----- LISTED ENTRIES -----

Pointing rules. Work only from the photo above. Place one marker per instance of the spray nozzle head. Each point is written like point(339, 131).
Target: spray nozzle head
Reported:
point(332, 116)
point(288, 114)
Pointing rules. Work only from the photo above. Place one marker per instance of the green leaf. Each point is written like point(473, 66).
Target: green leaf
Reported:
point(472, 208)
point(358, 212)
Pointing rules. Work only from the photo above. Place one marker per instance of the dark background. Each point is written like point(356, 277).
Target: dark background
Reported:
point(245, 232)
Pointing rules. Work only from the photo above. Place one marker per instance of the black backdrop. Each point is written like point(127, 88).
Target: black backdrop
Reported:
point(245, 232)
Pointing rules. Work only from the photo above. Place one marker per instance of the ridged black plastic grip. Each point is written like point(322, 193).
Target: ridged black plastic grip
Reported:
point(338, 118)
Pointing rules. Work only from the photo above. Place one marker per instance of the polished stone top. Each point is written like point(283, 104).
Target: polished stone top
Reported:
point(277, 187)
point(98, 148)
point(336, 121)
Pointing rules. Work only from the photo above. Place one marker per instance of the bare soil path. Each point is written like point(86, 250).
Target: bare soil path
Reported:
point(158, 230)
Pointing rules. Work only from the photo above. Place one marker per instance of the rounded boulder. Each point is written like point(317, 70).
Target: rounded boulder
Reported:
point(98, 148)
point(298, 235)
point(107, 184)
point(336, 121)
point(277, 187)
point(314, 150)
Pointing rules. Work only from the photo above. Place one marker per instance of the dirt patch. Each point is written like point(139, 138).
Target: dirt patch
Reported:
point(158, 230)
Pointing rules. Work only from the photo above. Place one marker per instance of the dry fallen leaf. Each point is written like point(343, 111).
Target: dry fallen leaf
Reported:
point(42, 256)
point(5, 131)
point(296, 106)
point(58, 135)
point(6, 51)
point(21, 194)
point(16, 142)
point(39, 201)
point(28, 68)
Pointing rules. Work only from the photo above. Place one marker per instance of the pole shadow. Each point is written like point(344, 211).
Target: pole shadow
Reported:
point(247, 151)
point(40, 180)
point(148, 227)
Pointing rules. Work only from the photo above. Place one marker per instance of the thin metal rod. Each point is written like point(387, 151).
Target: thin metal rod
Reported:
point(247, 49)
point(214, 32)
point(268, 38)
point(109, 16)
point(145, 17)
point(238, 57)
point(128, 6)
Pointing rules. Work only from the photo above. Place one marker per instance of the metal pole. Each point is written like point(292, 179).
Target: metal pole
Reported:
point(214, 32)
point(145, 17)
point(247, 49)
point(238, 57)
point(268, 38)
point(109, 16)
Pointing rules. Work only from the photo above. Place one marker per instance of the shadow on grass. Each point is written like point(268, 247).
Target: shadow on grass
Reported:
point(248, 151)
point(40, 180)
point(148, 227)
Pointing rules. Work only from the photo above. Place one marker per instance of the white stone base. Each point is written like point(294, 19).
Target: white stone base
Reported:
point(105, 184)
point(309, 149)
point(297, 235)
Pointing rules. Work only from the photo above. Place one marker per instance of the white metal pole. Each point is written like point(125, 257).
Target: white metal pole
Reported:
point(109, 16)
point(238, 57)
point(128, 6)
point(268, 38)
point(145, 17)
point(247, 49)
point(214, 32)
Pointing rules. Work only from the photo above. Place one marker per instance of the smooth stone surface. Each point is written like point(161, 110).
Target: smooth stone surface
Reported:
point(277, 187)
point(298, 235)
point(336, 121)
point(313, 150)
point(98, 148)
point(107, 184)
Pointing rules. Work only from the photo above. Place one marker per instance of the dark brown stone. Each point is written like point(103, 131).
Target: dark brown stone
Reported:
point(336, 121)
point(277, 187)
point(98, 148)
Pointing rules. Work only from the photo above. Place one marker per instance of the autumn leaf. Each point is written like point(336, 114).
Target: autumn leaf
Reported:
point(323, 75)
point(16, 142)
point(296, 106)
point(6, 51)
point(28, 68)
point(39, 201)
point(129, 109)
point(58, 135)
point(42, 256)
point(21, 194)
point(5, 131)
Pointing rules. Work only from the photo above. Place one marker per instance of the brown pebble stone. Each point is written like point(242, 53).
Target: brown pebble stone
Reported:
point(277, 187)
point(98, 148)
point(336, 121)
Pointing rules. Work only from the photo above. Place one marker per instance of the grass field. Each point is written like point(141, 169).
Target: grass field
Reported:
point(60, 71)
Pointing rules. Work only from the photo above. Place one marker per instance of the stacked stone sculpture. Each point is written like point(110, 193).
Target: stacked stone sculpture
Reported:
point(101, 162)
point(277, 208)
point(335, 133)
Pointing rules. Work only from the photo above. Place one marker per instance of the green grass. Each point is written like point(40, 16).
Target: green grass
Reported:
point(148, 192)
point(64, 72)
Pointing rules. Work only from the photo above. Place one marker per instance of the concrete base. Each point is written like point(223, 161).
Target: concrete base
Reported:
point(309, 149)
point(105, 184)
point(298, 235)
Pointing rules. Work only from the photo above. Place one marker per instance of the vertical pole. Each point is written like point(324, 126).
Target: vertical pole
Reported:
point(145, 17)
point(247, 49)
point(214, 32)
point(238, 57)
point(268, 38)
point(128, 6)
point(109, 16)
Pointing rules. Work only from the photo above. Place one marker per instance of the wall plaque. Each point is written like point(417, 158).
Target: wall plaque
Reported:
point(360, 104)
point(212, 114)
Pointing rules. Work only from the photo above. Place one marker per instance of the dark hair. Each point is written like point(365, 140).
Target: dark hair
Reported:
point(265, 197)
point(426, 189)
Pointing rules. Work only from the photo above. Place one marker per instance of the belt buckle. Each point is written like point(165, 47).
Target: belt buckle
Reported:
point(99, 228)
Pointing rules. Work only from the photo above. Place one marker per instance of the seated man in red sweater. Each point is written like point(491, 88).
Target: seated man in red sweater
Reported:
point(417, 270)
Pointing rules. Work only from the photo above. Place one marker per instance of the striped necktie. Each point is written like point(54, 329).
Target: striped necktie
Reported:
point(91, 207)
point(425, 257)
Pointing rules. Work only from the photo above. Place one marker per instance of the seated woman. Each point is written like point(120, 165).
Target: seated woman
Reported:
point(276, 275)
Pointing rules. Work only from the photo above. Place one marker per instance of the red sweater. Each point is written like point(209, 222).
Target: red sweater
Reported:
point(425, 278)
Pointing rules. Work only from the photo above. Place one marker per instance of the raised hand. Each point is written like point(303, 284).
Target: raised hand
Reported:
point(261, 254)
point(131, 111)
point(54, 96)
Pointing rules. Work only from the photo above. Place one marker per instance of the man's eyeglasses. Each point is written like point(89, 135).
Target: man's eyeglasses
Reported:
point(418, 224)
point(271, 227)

-----

(REQUIRED TASK) Write out every line of the records exactly.

(WRITTEN RESPONSE)
Pointing rules. Work only from the photo above. Place one marker per instance of the spray nozzle head. Each point is written like point(339, 131).
Target: spray nozzle head
Reported:
point(332, 116)
point(288, 114)
Pointing rules. Work only from the photo above. Place one marker per instance of the green leaf. Each point is written like point(473, 66).
Target: green leaf
Reported:
point(472, 208)
point(358, 212)
Pointing rules. Work only from the photo above. Place one marker per instance of the dark background. Each point is written like point(356, 277).
Target: dark background
Reported:
point(245, 232)
Pointing rules. Work only from the photo above. Place one marker per instance of the black backdrop. Each point is written like point(127, 88).
Target: black backdrop
Reported:
point(245, 232)
Pointing rules. Work only from the photo above. Place one marker per instance of the ridged black plastic grip. Each point is written like point(322, 193).
Target: ridged black plastic grip
Reported:
point(338, 118)
Pointing rules. Work only from the photo above. Place one marker per instance of the polished stone top. Each point is written like point(283, 104).
Target: polished stone top
Reported:
point(277, 187)
point(98, 148)
point(336, 121)
Pointing rules. Work only from the photo above. Place one marker per instance of the bare soil path. Each point is written like point(86, 250).
Target: bare soil path
Reported:
point(158, 230)
Pointing rules. Work only from the photo above. Place one marker per instance of the rounded boulder. Each point is written like point(317, 70).
Target: rounded boulder
Reported:
point(98, 148)
point(298, 235)
point(107, 184)
point(336, 121)
point(277, 187)
point(314, 150)
Pointing rules. Work only from the photo above. Place one marker per instance of the dirt patch. Each point is written like point(139, 138).
Target: dirt patch
Reported:
point(158, 230)
Pointing rules. Work only from the photo above. Place one marker per instance of the dry fallen leaf. Each point is written like point(343, 111).
Target: dry fallen leaf
Reported:
point(42, 256)
point(5, 131)
point(296, 106)
point(58, 135)
point(6, 51)
point(21, 194)
point(16, 142)
point(39, 201)
point(28, 68)
Pointing rules. Work only from the photo above. Place one marker per instance of the pole shadow. Each point is written like point(344, 211).
Target: pole shadow
Reported:
point(247, 151)
point(40, 180)
point(148, 227)
Pointing rules. Work only from the photo above. Place one marker per instance of the thin metal rod. Each point is written like point(387, 151).
Target: thin metal rod
Reported:
point(247, 49)
point(214, 32)
point(268, 38)
point(109, 16)
point(145, 17)
point(238, 57)
point(128, 6)
Pointing rules. Work only from the photo above. Place one marker per instance of the metal pole. Each point is written like point(292, 179).
Target: metal pole
Reported:
point(214, 32)
point(145, 17)
point(247, 49)
point(238, 57)
point(268, 38)
point(109, 16)
Pointing rules. Work only from the photo above. Place one marker per instance of the shadow on grass. Each point is written like point(268, 247).
Target: shadow on grass
Reported:
point(248, 151)
point(40, 180)
point(148, 227)
Pointing rules. Work only from the photo above. Place one marker per instance of the white stone base. Each point is written like point(294, 19).
Target: white stone base
Reported:
point(105, 184)
point(309, 149)
point(297, 235)
Pointing rules. Work only from the photo above. Place one marker per instance of the white metal pole. Each point is written like point(125, 257).
Target: white metal pole
Reported:
point(109, 16)
point(238, 57)
point(128, 6)
point(268, 38)
point(145, 17)
point(247, 49)
point(214, 32)
Pointing rules. Work only from the photo above. Place one marker per instance of the smooth stone surface. Each point is written like point(161, 110).
Target: smooth stone surface
Reported:
point(277, 187)
point(298, 235)
point(336, 121)
point(313, 150)
point(98, 148)
point(107, 184)
Pointing rules. Work only from the photo above. Place one marker per instance of the dark brown stone. Each point is written like point(103, 131).
Target: dark brown stone
Reported:
point(336, 121)
point(277, 187)
point(98, 148)
Pointing rules. Work only from the photo above. Place one marker per instance of the autumn leaf. Each point is written like point(336, 114).
Target: autumn leaf
Reported:
point(323, 75)
point(16, 142)
point(296, 106)
point(6, 51)
point(28, 68)
point(39, 201)
point(129, 109)
point(58, 135)
point(42, 256)
point(21, 194)
point(5, 131)
Pointing rules. Work only from the photo above. Place one marker per instance of the brown pebble stone. Each point is written like point(242, 53).
Target: brown pebble stone
Reported:
point(277, 187)
point(98, 148)
point(336, 121)
Pointing rules. Work only from the photo above. Place one marker per instance of the grass field. Each point is written like point(141, 169).
Target: grass field
Reported:
point(60, 71)
Pointing rules. Work only from the photo above. Place one marker per instance of the stacked stone sculpture. Each point is written like point(110, 193).
Target: stacked stone sculpture
Reported:
point(101, 162)
point(277, 208)
point(335, 133)
Pointing rules. Work only from the photo above. Place one marker per instance of the green grass. Each point is written like point(40, 16).
Target: green grass
Reported:
point(148, 192)
point(64, 72)
Pointing rules. Work only from the photo above. Place one marker per instance of the concrete base. Each point is written like point(223, 161).
Target: concrete base
Reported:
point(309, 149)
point(105, 184)
point(298, 235)
Pointing rules. Work only from the photo above. Place one marker per instance of the vertical pole. Each point is written like point(324, 126).
Target: vertical pole
Reported:
point(145, 17)
point(247, 49)
point(214, 32)
point(238, 57)
point(268, 38)
point(128, 6)
point(109, 16)
Pointing rules. Work only from the photo above. Place one marker per instance of the wall plaque. Each point is written like point(417, 158).
Target: wall plaque
Reported:
point(360, 104)
point(212, 114)
Pointing rules. Work only from the photo above. Place one marker per instance of the dark hair. Each point is written like point(365, 140).
Target: dark hair
Reported:
point(265, 197)
point(426, 189)
Pointing rules. Work only from the photo above. Place one marker per instance of the belt buckle. Each point is written like point(165, 47).
Target: belt buckle
Reported:
point(99, 228)
Pointing rules. Work only from the photo above. Place one marker per instance of the seated man in red sweater. Each point is written like point(491, 88).
Target: seated man in red sweater
Reported:
point(417, 270)
Pointing rules. Work only from the photo above. Place one marker per instance of the striped necktie. Each point is written like point(54, 329).
Target: striped necktie
Reported:
point(91, 207)
point(425, 257)
Pointing rules. Work only from the photo above. Place one marker per instance of the seated woman. Each point is written like point(120, 165).
Target: seated woman
Reported:
point(276, 275)
Pointing rules. Work only from the photo above. Place one marker per instance of the red sweater. Each point is written like point(209, 222).
Target: red sweater
Reported:
point(425, 278)
Pointing rules. Work only from the photo above. Place one marker per instance of the raised hand. Each point is written like point(303, 284).
Target: raised hand
Reported:
point(261, 254)
point(131, 111)
point(54, 96)
Pointing rules. Work only from the photo above. Place one marker per instance of the man's eyeglasses. Each point is written like point(89, 135).
Target: man's eyeglasses
Reported:
point(418, 224)
point(271, 227)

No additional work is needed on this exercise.